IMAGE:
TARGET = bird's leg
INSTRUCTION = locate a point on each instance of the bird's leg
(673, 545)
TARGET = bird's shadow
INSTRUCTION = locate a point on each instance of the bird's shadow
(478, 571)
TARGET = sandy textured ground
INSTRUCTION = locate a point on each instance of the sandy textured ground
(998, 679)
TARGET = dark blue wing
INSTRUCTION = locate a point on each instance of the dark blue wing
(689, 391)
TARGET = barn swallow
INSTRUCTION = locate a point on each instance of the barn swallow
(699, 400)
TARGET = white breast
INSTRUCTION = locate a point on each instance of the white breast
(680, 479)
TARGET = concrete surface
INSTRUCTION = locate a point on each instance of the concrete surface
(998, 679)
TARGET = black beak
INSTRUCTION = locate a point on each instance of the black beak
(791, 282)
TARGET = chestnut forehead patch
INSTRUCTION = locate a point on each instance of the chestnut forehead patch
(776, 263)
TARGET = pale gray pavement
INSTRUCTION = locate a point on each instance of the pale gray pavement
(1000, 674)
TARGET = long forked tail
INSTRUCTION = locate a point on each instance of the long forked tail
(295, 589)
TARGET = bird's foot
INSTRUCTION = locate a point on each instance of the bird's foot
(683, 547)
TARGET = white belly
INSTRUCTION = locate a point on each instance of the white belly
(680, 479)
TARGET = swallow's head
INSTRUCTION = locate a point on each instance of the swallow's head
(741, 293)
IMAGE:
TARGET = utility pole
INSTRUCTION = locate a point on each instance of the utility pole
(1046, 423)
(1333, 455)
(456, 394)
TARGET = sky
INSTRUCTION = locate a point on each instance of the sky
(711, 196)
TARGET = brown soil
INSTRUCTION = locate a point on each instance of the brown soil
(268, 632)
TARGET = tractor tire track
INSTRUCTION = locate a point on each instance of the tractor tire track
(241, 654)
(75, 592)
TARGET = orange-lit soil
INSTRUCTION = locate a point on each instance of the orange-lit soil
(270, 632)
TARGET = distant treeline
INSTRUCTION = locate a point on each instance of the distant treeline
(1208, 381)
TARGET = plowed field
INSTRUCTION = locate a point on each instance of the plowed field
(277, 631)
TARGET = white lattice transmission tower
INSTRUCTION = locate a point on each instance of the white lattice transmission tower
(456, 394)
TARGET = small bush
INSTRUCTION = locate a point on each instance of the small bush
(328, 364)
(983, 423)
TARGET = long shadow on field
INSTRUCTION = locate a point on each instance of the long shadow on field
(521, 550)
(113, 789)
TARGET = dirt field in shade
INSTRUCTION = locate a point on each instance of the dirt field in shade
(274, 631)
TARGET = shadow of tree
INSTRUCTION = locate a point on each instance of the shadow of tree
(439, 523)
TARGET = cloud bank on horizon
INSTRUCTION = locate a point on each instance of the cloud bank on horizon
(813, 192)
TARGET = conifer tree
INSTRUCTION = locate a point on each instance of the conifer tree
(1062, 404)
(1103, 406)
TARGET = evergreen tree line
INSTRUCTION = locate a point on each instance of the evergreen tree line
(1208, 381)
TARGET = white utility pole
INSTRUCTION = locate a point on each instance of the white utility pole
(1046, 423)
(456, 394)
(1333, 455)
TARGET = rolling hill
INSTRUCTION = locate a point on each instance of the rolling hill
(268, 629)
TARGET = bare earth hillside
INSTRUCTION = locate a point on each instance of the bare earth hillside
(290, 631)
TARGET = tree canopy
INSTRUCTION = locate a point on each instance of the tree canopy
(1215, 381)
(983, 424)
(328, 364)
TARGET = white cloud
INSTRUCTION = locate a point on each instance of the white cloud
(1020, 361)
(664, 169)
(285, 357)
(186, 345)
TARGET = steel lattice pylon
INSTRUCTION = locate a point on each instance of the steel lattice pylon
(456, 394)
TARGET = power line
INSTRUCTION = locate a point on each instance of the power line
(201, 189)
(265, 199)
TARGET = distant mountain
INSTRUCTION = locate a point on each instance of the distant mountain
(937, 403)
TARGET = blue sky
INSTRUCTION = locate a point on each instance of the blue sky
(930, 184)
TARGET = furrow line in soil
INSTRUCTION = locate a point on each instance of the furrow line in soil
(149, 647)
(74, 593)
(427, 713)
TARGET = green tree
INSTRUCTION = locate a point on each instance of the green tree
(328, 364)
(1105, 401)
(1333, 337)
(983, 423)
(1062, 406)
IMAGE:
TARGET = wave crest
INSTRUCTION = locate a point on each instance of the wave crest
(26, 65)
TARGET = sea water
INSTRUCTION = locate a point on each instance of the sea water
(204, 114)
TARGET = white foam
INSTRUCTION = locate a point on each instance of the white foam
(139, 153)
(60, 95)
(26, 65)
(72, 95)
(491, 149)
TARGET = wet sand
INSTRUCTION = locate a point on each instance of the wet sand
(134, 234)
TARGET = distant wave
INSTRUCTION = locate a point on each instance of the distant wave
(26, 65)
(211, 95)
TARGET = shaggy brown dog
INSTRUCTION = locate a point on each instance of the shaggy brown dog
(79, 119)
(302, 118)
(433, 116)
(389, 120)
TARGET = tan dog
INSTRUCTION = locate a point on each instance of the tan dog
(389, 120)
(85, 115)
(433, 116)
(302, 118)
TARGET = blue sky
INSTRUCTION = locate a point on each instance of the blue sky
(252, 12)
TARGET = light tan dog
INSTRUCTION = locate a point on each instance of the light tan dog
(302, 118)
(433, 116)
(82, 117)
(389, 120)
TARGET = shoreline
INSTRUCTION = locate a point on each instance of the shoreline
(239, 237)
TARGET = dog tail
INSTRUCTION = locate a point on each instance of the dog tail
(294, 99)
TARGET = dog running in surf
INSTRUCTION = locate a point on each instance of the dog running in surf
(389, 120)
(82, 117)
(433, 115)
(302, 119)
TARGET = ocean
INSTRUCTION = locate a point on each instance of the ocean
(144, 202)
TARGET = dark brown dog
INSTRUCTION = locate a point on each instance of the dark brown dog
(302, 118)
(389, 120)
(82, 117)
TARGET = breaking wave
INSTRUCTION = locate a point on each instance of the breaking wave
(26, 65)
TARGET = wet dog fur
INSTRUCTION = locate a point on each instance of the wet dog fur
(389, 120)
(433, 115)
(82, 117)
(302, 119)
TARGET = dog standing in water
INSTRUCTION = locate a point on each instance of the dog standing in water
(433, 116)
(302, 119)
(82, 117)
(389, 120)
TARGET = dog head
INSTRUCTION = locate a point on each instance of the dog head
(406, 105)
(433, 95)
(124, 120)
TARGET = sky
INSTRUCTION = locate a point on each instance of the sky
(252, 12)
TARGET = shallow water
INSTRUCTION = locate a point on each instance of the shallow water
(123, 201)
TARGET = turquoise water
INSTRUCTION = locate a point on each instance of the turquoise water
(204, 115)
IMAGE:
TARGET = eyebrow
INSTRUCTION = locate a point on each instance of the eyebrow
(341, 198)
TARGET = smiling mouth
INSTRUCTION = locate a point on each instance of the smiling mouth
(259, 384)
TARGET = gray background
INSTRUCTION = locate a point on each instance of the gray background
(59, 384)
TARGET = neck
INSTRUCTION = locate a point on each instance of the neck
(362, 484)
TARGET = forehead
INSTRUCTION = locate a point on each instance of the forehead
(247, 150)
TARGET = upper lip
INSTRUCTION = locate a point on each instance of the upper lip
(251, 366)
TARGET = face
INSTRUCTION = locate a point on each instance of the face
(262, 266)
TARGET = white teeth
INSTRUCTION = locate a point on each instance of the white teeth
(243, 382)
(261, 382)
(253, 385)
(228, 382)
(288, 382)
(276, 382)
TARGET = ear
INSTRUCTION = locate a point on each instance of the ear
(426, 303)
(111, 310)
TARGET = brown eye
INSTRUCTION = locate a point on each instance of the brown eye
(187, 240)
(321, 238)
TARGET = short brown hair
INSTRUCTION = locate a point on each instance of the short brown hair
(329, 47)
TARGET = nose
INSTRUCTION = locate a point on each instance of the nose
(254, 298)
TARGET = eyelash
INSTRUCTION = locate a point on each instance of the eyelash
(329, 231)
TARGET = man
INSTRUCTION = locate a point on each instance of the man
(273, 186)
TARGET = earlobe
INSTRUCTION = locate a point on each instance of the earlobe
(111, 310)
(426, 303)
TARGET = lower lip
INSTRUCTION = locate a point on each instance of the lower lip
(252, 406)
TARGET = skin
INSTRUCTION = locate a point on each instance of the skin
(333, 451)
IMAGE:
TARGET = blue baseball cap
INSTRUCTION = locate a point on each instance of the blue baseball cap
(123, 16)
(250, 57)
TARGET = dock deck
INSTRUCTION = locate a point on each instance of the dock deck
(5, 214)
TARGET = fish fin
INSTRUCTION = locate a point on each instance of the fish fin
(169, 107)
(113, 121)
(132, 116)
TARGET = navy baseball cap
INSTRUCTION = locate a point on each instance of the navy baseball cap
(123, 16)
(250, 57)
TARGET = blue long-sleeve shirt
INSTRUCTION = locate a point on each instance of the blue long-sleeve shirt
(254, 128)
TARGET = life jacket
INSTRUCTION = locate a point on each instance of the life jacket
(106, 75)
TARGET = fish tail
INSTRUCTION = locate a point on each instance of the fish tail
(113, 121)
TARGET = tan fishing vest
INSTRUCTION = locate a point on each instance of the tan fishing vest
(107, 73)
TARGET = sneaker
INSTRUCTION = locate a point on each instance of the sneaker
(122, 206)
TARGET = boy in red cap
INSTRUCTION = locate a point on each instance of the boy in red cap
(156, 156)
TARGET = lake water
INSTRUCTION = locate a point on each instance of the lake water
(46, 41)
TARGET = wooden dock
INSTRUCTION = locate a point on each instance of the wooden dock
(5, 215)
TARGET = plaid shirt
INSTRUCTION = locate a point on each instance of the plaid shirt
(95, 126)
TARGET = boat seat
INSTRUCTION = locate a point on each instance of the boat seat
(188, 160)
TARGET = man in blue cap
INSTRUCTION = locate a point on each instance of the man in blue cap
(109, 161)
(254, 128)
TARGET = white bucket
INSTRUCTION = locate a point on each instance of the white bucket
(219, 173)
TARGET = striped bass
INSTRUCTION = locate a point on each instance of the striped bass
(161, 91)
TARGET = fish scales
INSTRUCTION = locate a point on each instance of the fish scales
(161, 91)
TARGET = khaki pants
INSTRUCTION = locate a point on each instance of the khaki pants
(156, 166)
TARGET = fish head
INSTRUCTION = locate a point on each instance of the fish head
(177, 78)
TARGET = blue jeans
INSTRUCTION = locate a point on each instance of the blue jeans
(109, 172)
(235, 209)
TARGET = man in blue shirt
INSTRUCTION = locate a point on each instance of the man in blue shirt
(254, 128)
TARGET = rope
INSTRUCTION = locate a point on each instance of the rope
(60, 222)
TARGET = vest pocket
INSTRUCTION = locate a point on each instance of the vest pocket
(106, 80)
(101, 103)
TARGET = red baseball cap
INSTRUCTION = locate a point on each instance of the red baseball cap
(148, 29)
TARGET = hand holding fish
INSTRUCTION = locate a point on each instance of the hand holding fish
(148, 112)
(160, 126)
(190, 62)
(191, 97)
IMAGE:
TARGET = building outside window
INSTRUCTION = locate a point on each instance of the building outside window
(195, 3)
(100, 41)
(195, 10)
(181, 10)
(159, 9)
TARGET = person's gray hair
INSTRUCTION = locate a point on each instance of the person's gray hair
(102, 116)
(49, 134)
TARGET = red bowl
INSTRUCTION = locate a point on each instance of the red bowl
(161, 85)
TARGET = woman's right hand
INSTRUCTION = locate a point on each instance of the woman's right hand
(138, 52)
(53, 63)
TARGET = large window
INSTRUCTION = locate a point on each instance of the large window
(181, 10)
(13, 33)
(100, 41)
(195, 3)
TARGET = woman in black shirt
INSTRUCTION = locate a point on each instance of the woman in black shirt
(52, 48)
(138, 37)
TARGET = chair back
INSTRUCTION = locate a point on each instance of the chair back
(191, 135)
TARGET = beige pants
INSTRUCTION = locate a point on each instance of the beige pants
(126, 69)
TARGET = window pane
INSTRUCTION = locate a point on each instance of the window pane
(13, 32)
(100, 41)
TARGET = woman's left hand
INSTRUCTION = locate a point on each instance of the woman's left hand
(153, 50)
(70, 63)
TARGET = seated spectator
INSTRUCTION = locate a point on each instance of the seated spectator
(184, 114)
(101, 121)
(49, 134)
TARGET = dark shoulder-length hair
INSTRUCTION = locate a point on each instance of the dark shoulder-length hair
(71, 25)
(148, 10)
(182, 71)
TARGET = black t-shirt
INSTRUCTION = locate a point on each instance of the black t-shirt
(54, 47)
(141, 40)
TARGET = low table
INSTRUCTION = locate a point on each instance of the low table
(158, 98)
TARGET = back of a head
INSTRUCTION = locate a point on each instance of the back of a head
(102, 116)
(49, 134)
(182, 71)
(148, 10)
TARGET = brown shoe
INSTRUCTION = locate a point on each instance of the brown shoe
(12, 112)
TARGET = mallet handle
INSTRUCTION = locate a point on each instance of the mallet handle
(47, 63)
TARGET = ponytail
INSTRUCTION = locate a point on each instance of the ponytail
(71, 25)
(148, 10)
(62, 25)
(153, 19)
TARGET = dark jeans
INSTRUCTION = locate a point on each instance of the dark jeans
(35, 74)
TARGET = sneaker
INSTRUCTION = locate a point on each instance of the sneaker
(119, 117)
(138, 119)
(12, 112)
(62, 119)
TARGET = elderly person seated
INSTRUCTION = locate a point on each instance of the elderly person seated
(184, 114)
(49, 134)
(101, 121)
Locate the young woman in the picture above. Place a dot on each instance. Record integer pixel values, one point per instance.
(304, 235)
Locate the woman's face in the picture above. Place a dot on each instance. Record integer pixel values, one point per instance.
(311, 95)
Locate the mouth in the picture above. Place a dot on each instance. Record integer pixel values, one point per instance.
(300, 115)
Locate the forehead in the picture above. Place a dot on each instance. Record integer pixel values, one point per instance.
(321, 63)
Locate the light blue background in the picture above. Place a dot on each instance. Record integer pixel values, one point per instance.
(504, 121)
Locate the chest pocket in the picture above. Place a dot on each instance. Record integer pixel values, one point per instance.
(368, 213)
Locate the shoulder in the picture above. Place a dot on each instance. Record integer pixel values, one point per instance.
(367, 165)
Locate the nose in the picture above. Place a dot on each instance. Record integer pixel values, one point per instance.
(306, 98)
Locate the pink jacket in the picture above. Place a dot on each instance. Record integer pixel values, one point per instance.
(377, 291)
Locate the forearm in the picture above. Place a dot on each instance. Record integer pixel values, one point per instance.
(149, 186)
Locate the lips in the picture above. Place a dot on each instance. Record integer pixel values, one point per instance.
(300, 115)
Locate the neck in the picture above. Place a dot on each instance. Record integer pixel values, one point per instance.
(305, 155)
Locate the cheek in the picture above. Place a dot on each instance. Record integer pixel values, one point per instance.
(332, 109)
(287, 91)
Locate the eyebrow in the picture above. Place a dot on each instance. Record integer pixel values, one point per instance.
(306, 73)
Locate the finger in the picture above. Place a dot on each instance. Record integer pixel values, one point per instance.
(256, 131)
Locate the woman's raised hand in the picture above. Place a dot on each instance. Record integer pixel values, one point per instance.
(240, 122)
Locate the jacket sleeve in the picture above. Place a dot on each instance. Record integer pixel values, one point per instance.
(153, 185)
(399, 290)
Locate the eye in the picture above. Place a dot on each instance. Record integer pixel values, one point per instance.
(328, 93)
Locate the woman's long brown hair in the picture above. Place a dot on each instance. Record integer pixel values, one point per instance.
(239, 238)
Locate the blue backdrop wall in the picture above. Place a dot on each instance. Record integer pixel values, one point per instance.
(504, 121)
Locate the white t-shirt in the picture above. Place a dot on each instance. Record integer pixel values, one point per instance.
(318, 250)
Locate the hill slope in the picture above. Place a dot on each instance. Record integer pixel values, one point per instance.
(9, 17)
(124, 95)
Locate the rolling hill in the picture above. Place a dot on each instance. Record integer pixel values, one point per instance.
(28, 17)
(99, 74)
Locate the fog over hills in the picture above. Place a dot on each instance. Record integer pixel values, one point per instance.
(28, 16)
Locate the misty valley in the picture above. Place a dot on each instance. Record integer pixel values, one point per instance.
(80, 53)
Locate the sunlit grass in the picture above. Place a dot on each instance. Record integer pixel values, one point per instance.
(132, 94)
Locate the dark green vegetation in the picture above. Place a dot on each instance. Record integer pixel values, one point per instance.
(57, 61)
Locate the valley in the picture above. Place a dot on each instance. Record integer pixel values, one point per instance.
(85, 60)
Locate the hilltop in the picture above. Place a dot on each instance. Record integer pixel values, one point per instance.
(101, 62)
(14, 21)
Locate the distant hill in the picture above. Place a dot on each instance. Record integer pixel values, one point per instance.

____

OBJECTIVE: From the line that contains "Locate the rolling" down to the last line of the listing above, repeat each line exactly, and include nothing else.

EXERCISE ANSWER:
Locate the rolling hill in the picture above. Place a dot on each instance. Record integer pixel values, one point per instance.
(28, 17)
(99, 74)
Locate the fog over hills in the picture above. Place a dot on each instance. Record integer pixel values, one point per instance.
(28, 16)
Locate the misty valley in the picture above. Place a dot on each instance. Record integer pixel values, one point per instance.
(80, 53)
Locate the sunlit grass in the picture above. Place a dot on each instance. Record integer pixel values, one point per instance.
(132, 94)
Locate the dark green vegetation in the picture above. Place a dot on each instance. Record integer pixel values, one point per instance.
(57, 61)
Locate the valley in the picture above. Place a dot on each instance. Record integer pixel values, one point per instance.
(85, 60)
Locate the hilltop in the picture above. Place a dot on each instance. Record integer pixel values, one point per instance.
(101, 62)
(14, 21)
Locate the distant hill in the picture above. Place a dot on each instance. Record integer pixel values, one point per instance.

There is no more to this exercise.